* _Source text_

<<<<

No one blames Margaret. Not in so many words. Her mother insists to everyone who will listen that her daughter never even left the house that day. Left alone to make sense of tragedy, Margaret wills herself to forget these unbearable memories, replacing them with imagined stories full of faith and magic—that always end happily.
Enter Poor Deer: a strange and formidable creature who winds her way uninvited into Margaret’s made-up tales. Poor Deer will not rest until Margaret faces the truth about her past and atones for her role in Agnes’s death.
Heartrending, hopeful, and boldly imagined, Poor Deer explores the journey toward understanding the children we once were and the stories we tell ourselves to make sense of life’s most difficult moments.

>>>>

* _Check your understanding_
- a) According to the Poor Deer description, what does Margaret's mother insist to everyone who will listen?
- b) Can you turn the paragraph of the Poor Deer description that begins "Enter Poor Deer" into a short list that keeps its main facts?
- c) Could you carry the Poor Deer description further, beginning right after its final sentence?

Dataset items
<<<<

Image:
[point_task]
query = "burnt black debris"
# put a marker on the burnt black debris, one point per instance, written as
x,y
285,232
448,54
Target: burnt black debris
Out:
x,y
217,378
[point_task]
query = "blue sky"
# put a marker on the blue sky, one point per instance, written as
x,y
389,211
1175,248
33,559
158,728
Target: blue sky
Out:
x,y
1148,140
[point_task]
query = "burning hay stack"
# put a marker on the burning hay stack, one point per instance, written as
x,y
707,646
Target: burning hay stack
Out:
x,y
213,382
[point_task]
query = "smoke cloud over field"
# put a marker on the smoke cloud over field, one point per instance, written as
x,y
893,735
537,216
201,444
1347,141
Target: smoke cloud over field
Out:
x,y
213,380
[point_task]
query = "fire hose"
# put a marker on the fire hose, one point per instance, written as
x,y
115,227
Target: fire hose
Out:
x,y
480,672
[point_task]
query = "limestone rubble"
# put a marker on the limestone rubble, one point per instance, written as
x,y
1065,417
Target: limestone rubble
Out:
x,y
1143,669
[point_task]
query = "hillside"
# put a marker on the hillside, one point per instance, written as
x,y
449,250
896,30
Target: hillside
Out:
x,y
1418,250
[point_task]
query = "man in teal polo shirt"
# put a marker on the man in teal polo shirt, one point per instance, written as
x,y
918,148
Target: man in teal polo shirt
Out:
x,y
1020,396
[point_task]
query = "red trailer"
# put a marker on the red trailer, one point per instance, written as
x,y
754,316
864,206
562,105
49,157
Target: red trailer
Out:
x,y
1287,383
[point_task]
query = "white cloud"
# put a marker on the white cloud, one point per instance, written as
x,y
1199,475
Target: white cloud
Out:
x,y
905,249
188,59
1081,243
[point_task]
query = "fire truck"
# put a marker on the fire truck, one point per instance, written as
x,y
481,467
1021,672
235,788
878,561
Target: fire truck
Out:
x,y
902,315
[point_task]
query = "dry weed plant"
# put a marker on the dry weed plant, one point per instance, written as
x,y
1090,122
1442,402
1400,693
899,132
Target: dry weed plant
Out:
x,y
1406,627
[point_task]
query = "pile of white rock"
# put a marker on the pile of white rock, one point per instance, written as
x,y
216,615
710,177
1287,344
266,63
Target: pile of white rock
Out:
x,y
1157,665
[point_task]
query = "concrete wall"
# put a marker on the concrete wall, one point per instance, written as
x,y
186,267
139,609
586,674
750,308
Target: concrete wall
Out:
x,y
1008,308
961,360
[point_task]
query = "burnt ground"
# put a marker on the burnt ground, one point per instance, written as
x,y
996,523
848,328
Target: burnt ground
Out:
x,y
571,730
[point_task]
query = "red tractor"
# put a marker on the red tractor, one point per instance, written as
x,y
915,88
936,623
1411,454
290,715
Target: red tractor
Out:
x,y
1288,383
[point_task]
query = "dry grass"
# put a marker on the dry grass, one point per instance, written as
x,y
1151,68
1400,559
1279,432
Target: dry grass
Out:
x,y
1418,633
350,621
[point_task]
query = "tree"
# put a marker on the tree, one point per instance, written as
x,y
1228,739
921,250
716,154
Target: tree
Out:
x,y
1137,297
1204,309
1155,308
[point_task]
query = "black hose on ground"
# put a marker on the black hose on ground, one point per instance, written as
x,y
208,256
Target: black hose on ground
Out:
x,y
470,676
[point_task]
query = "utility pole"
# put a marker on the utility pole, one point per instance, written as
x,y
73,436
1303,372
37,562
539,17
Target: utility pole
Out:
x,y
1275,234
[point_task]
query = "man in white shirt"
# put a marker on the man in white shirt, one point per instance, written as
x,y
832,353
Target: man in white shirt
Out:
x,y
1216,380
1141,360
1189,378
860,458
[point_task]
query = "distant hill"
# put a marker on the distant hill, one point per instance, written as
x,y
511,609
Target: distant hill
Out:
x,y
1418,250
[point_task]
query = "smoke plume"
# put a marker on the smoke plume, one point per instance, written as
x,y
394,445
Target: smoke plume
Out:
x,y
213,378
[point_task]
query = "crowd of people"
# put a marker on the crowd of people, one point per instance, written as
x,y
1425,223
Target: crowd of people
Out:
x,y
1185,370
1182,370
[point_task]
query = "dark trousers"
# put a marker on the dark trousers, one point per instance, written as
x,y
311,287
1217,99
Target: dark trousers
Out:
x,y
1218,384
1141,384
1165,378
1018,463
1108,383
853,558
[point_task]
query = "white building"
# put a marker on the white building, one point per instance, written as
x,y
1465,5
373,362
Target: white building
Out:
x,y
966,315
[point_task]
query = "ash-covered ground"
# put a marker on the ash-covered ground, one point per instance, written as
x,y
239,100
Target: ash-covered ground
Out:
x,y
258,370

>>>>

* _Answer list_
- a) That her daughter never even left the house that day.

- b)
- Poor Deer is a strange and formidable creature who winds her way, uninvited, into Margaret's made-up tales.
- She will not rest until Margaret faces the truth about her past.
- She also demands that Margaret atone for her role in Agnes's death.

- c)
PUBLISHERS WEEKLY
When an innocent game goes awry, one young girl is left dead and the other doomed to a fantastical haunting in the restrained and unsettling latest from Oshetsky (Chouette). The survivor, Margaret, now a teen, writes her confession several years later while holed up in a motel room near Niagara Falls. "I've been telling made-up stories for so long that the unadorned truth feels ugly and ungrammatical," she writes, revealing that she accidentally locked her friend Agnes in a cooler in their Maine hometown. Ever since Agnes's death, Margaret has been haunted by Poor Deer, a devilish figment of her imagination with "mossy yellow nubs" for teeth, who seems determined to remind her of her sins. In chapters alternating between Margaret's confession and omniscient sketches of her past, what unfolds is a fascinating and often painful tale of a tortured childhood. A child whose strangeness can be taken as innocent or sinister, she is raised by her aunt and a mother resentful of her "little changeling" daughter. Her only friend is an old man in the woods who trains messenger pigeons, and she writes tales in a cypher intelligible only to herself. Oshetky handles Margaret's monstrous manifestation with a delicate touch and infuses her daily life with a muted eerieness. Readers will be captivated by Margaret's beautifully weird search for atonement.